--- START OF Record set ---

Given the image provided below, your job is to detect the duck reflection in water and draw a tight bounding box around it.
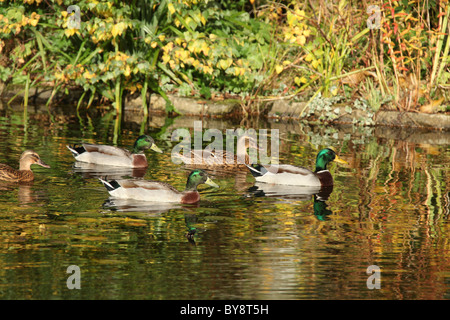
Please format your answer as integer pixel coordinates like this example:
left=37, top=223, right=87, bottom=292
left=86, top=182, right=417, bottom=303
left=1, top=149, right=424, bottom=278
left=72, top=161, right=147, bottom=180
left=248, top=182, right=333, bottom=221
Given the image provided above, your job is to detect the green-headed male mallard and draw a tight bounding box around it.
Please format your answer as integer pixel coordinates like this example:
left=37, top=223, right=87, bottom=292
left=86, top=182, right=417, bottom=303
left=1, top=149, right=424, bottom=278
left=175, top=135, right=259, bottom=170
left=248, top=148, right=348, bottom=187
left=99, top=169, right=219, bottom=204
left=0, top=150, right=50, bottom=182
left=67, top=135, right=162, bottom=168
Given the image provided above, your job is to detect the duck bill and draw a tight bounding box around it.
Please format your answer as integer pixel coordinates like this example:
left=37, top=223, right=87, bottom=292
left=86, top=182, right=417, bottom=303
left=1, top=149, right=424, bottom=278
left=205, top=177, right=219, bottom=188
left=150, top=144, right=163, bottom=153
left=36, top=159, right=50, bottom=168
left=333, top=155, right=348, bottom=164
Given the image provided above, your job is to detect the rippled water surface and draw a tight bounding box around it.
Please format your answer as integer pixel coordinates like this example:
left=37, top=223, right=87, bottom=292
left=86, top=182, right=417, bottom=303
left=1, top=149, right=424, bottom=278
left=0, top=105, right=450, bottom=299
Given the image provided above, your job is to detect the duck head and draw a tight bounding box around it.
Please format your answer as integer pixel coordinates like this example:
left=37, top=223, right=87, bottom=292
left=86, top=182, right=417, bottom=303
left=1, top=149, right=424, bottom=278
left=133, top=134, right=162, bottom=153
left=315, top=148, right=348, bottom=172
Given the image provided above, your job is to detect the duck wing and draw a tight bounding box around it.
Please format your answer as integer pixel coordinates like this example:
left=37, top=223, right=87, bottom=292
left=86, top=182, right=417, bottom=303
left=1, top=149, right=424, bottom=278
left=83, top=143, right=131, bottom=157
left=100, top=179, right=183, bottom=202
left=0, top=163, right=19, bottom=181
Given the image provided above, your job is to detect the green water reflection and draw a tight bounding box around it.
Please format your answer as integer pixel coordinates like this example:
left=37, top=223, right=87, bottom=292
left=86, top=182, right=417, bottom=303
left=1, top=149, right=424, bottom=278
left=0, top=105, right=450, bottom=299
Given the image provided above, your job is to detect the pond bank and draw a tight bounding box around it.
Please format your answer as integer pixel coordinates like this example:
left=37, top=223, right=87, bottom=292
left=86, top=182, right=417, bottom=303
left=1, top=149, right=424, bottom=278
left=0, top=88, right=450, bottom=131
left=125, top=95, right=450, bottom=130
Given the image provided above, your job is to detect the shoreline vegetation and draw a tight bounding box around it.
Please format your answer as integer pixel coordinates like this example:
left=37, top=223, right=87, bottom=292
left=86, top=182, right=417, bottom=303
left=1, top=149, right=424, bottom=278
left=0, top=0, right=450, bottom=130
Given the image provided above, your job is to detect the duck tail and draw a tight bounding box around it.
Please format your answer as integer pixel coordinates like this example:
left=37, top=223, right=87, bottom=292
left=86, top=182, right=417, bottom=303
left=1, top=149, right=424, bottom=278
left=246, top=164, right=267, bottom=177
left=98, top=177, right=120, bottom=191
left=66, top=144, right=86, bottom=157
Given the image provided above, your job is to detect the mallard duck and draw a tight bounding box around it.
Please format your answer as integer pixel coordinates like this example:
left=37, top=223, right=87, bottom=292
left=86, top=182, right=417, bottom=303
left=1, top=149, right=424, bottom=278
left=67, top=135, right=162, bottom=168
left=247, top=148, right=348, bottom=187
left=0, top=150, right=50, bottom=182
left=99, top=169, right=219, bottom=204
left=174, top=135, right=259, bottom=170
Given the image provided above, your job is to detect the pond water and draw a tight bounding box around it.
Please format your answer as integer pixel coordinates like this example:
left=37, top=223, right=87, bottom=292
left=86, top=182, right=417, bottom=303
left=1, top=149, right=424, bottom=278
left=0, top=106, right=450, bottom=300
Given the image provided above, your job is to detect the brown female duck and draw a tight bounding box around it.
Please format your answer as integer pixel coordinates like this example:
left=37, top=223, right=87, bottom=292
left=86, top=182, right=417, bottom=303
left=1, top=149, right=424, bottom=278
left=0, top=150, right=50, bottom=182
left=174, top=135, right=260, bottom=170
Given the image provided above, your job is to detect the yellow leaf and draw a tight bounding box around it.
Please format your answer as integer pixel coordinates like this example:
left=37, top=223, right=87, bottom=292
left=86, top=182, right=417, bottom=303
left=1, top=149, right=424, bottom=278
left=305, top=53, right=314, bottom=62
left=275, top=65, right=283, bottom=74
left=167, top=3, right=175, bottom=14
left=64, top=28, right=77, bottom=37
left=297, top=35, right=306, bottom=46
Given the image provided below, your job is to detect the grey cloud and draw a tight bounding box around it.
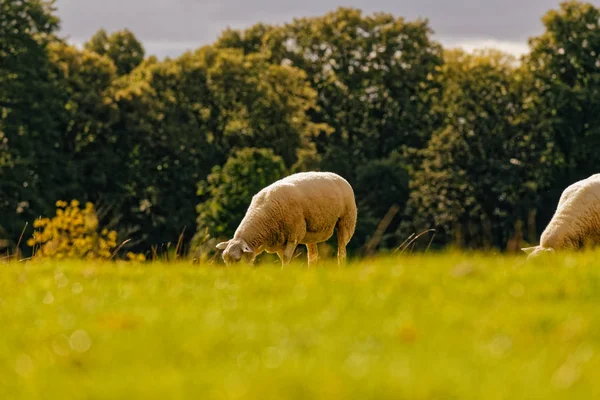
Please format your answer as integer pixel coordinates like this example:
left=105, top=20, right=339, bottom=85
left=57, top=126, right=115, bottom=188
left=56, top=0, right=600, bottom=55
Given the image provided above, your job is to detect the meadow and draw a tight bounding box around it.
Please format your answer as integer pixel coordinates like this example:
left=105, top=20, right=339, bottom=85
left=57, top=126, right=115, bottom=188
left=0, top=252, right=600, bottom=400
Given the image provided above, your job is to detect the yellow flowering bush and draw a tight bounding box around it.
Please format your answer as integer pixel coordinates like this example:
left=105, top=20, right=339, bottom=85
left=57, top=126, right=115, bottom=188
left=27, top=200, right=137, bottom=260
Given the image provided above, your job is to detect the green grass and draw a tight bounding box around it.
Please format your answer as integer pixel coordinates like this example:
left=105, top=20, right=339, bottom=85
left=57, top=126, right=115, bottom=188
left=0, top=253, right=600, bottom=400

--- END OF Record set ---

Instructions to follow: Set out all of the items above as a numbered list, omitting any blank lines. Leave the pictures out of the answer.

Written reply:
1. Given the image provided below, your job is to detect the duck reflection in water and draw a tight bounding box around it.
2. Please format your answer as integer pixel coordinates like this example:
3. left=37, top=223, right=87, bottom=292
4. left=86, top=182, right=417, bottom=303
5. left=1, top=149, right=424, bottom=278
6. left=72, top=161, right=147, bottom=180
7. left=248, top=182, right=333, bottom=221
8. Given the image provided above, your job is to detect the green-headed male mallard and draw a tight bounding box around it.
9. Please format your answer as integer pixel coordinates like this example:
10. left=37, top=223, right=87, bottom=292
11. left=86, top=182, right=417, bottom=303
12. left=1, top=149, right=424, bottom=278
13. left=175, top=135, right=259, bottom=170
14. left=248, top=148, right=348, bottom=187
15. left=99, top=169, right=219, bottom=204
16. left=0, top=150, right=50, bottom=182
17. left=67, top=135, right=162, bottom=168
18. Given the image provided above, your job is to detect the duck bill and draw a tight bounding box around it.
19. Please format your answer as integer pixel coordinates like this example:
20. left=37, top=223, right=87, bottom=292
21. left=86, top=182, right=417, bottom=303
22. left=1, top=149, right=424, bottom=278
23. left=205, top=177, right=219, bottom=188
24. left=150, top=144, right=163, bottom=153
25. left=36, top=159, right=50, bottom=168
26. left=333, top=155, right=348, bottom=164
27. Given the image provided above, your job is to detect the rippled water surface and draw a tight bounding box around it.
28. Please format your answer as integer pixel coordinates like this example:
29. left=37, top=223, right=87, bottom=292
30. left=86, top=182, right=417, bottom=303
31. left=1, top=149, right=424, bottom=278
32. left=0, top=105, right=450, bottom=299
33. Given the image provided above, your job is to detect the duck head and draw a tight bounding box around it.
34. Please format your answer as integer pixel coordinates like this example:
35. left=37, top=223, right=87, bottom=292
36. left=86, top=182, right=417, bottom=303
37. left=1, top=149, right=424, bottom=278
38. left=133, top=134, right=162, bottom=153
39. left=315, top=148, right=348, bottom=172
40. Given the image provided above, your job is to detect the duck wing and draw a tight bounding box around it.
41. Please format your answer as integer pixel coordinates like this example:
42. left=37, top=223, right=87, bottom=292
43. left=86, top=182, right=417, bottom=303
44. left=1, top=149, right=424, bottom=278
45. left=83, top=143, right=131, bottom=157
46. left=100, top=179, right=183, bottom=202
47. left=0, top=163, right=19, bottom=181
48. Given the image provided above, your job is to detect the green water reflection and draw a tight bounding box around it.
49. Please format your answer as integer pixel coordinates like this example:
50. left=37, top=223, right=87, bottom=292
51. left=86, top=182, right=417, bottom=303
52. left=1, top=149, right=424, bottom=278
53. left=0, top=105, right=450, bottom=299
54. Given the image provided above, your job is to detect the pond bank and draw a tight bounding box around it.
55. Please format your answer as integer pixel coordinates like this example:
56. left=37, top=223, right=87, bottom=292
57. left=86, top=182, right=417, bottom=303
58. left=1, top=149, right=424, bottom=278
59. left=0, top=88, right=450, bottom=131
60. left=125, top=95, right=450, bottom=130
61. Given the image provided above, your job is to detect the shoreline vegetation and draw a tight bounding box around it.
62. Please format your answer as integer pixel coordinates like this example:
63. left=37, top=223, right=87, bottom=292
64. left=86, top=182, right=417, bottom=303
65. left=1, top=149, right=424, bottom=278
66. left=0, top=0, right=450, bottom=130
67. Given the image provided above, your job is to detect the duck tail and draw a tight bounding box around it.
68. Please format your answer as integer pixel coordinates like this example:
69. left=37, top=223, right=87, bottom=292
70. left=86, top=182, right=417, bottom=303
71. left=1, top=149, right=424, bottom=278
72. left=246, top=164, right=267, bottom=177
73. left=98, top=177, right=120, bottom=191
74. left=66, top=144, right=86, bottom=157
75. Given the image provided above, your job is to detect the mallard duck and draw a tight bounding box around it.
76. Please format your answer as integer pixel coordinates like this example:
77. left=37, top=223, right=87, bottom=292
78. left=86, top=182, right=417, bottom=303
79. left=1, top=149, right=424, bottom=278
80. left=67, top=135, right=162, bottom=168
81. left=247, top=148, right=348, bottom=187
82. left=0, top=150, right=50, bottom=182
83. left=99, top=169, right=219, bottom=204
84. left=174, top=135, right=259, bottom=170
85. Given the image provided above, your job is to detect the pond water and draw a tight bounding box around it.
86. Please format your answer as integer pixel coordinates like this example:
87. left=37, top=223, right=87, bottom=292
88. left=86, top=182, right=417, bottom=303
89. left=1, top=149, right=424, bottom=278
90. left=0, top=106, right=450, bottom=300
91. Given the image provided above, your job is to detect the brown female duck and draw a tight bounding box around it.
92. Please format your answer as integer pixel coordinates like this example:
93. left=37, top=223, right=87, bottom=292
94. left=86, top=182, right=417, bottom=303
95. left=1, top=149, right=424, bottom=278
96. left=0, top=150, right=50, bottom=182
97. left=174, top=135, right=260, bottom=170
98. Given the image provided above, your job is to detect the yellow leaf and draw a tight bounding box around it.
99. Please format your answer as integer pixel coordinates like this example:
100. left=37, top=223, right=87, bottom=292
101. left=86, top=182, right=417, bottom=303
102. left=1, top=149, right=424, bottom=278
103. left=305, top=53, right=314, bottom=62
104. left=275, top=65, right=283, bottom=74
105. left=167, top=3, right=175, bottom=14
106. left=64, top=28, right=77, bottom=37
107. left=297, top=35, right=306, bottom=46
108. Given the image provided below, your job is to detect the grey cloud and draw a tight bounding box around it.
109. Please format your answer as integer pixel coordinates like this example:
110. left=105, top=20, right=339, bottom=85
111. left=57, top=126, right=115, bottom=188
112. left=56, top=0, right=600, bottom=55
113. Given the image provided above, your job is to detect the meadow and draw a tight bounding box around it.
114. Please format your answer as integer pixel coordinates like this example:
115. left=105, top=20, right=339, bottom=85
116. left=57, top=126, right=115, bottom=188
117. left=0, top=252, right=600, bottom=400
118. Given the image provided above, your job is to detect the yellow flowering bush and draw a tight bounding box around it.
119. Please format your answer as integer pixel coordinates like this example:
120. left=105, top=20, right=339, bottom=85
121. left=57, top=126, right=115, bottom=188
122. left=27, top=200, right=137, bottom=260
123. Given the image provided above, your job is to detect the green grass and draw a tight bounding box around it.
124. Please format your answer as integer pixel coordinates like this example:
125. left=105, top=20, right=339, bottom=85
126. left=57, top=126, right=115, bottom=188
127. left=0, top=253, right=600, bottom=400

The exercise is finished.